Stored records
BEGIN

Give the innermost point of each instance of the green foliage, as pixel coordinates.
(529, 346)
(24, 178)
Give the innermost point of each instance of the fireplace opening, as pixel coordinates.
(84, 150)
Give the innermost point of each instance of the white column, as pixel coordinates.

END

#### [TASK BRIEF]
Print every line of the data above, keeping each one unchanged.

#### [FINAL ANSWER]
Give the innermost point of each instance of the green foliage, as pixel coordinates.
(529, 346)
(24, 178)
Give the innermost point of each instance of the fireplace opening, as pixel coordinates.
(84, 150)
Give the innermost point of each instance of the white column, as pixel coordinates.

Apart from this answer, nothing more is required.